-- What is expected --
Repeat, exactly and completely, the entries shown underneath.

*** Opening Task inputs ***

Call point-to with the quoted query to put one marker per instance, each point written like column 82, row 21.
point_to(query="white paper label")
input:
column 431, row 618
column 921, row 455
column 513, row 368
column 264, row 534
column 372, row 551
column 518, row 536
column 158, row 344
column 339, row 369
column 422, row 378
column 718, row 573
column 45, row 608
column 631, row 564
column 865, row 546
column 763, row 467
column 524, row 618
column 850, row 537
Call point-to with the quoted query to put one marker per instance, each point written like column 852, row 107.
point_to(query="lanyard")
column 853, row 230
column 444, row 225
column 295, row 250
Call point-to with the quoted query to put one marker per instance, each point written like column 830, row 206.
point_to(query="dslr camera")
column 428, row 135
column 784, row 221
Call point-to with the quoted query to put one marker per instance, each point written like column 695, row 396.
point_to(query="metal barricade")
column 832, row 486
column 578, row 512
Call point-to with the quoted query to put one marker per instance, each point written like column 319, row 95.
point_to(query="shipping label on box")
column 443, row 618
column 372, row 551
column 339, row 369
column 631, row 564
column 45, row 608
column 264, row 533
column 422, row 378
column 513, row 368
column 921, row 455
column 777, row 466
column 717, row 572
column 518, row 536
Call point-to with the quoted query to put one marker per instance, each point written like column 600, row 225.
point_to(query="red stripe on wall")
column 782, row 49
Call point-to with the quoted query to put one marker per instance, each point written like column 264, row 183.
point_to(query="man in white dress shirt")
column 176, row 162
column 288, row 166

*** Closing Task inputs ***

-- Solution to this task --
Call point-to with the quoted query to put one marker per instance, each point written like column 82, row 21.
point_to(query="white paper label")
input:
column 431, row 618
column 921, row 455
column 513, row 368
column 264, row 534
column 372, row 551
column 518, row 536
column 158, row 344
column 339, row 369
column 422, row 378
column 718, row 573
column 45, row 608
column 631, row 564
column 865, row 546
column 763, row 467
column 524, row 618
column 850, row 537
Call point-to with the quoted query to put one marker per instance, each point written like column 852, row 107.
point_to(query="lanyard")
column 853, row 230
column 444, row 225
column 295, row 250
Call point-to with the quoted query to put one marker per instance, each point written like column 830, row 206.
point_to(query="dslr camera")
column 428, row 135
column 784, row 221
Call point-to with the quoted query to put one marker per instance, each point written like column 695, row 396.
point_to(query="metal barricade")
column 832, row 486
column 578, row 512
Call point-to with the quoted query to put one marker per instance, each point written like column 319, row 95.
point_to(query="shipping label on box")
column 443, row 618
column 372, row 551
column 339, row 369
column 631, row 564
column 45, row 608
column 264, row 533
column 422, row 378
column 513, row 368
column 921, row 455
column 777, row 466
column 717, row 572
column 518, row 536
Call point-to with the quoted query to put one marker per instance, each point written like column 600, row 225.
point_to(query="red stripe on wall")
column 782, row 49
Call point-to with the quoted query to put one marker per instance, each point written like column 264, row 183.
point_to(query="man in white dress shirt")
column 176, row 162
column 288, row 166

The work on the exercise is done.